◆ TEXT UNDER STUDY

§

Bats, Bees and Larva!
Monday I had the pleasure of attending a breakfast at the Johnny Wilson Farm. It is an event they hold the first Monday of the month for widowed women in the community. It is a great venue for the ladies to fellowship. I was asked some questions that maybe of interest to you.
Question: How can I stop bats from roosting in the eves of my house?
Answer: Closing off entry points with hardware cloth or wire screen stops the bats from gaining access to the inside of the house. Once the bats leave at dusk, close off the access point. Fall is a good time to control bat problems. In the spring there are newborn bats that stay behind in the roost when the parents go out foraging for the night. Closing off the opening will seal in the young bats.
If bats are roosting on the outside of the house, try squirting them with a water hose. This will encourage them to find another roosting location.
Question: Have killer bees been seen in Caldwell County?

§

◆ SUPPLIED MATERIAL
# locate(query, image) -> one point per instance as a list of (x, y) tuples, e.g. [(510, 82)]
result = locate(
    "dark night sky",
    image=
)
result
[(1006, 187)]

§

◆ WHAT TO WORK ON
1. According to the text about bats, bees and larva, what season is a good time to control bat problems?
2. Carry on the text about bats, bees and larva from the point where it stops.

◆ SOLVED TASKS
1. Fall.

2.
Answer: There have been no reports of Africanized bees in Caldwell County. The term “killer bee” is sometimes used to refer to Africanized honey bee (AHB). The AHB look nearly identical to European honey bees. The vein pattern of the wings is used to differentiate European honey bees from the Africanized honey bees (AHB).
Experts believe it is possible for AHB to establish in all parts of North Carolina. North Carolina Department of Agriculture and NC State University are trying to prevent AHB from becoming established in the State. There are inspectors in Wilmington and Morehead City looking exotic insects arriving at these ports. In addition, both ports are declared as “bee-free” zones. Trap nests have been established to attract any bee swarms. All bees are destroyed and examined to determine if they were Africanized.
It is my understanding that this effort has captured two colonies of AHB that come into these ports. For more information about AHB please have a look at our factsheet (http://www.cals.ncsu.edu/entomology/apiculture/pdfs/1.03%20copy.pdf).
Question: (See picture) What are these creatures attacking my pine trees?
Answer: These are redheaded pine sawfly larva (Neodiprion lecontei). These can be a problem in young pine stands. Sawflies build in numbers for a year or two then natural enemies, usually a virus, brings the sawfly numbers back down. The redheaded pine sawflies larva can be found in mid summer to early fall. There are other sawfly species that are active in the spring.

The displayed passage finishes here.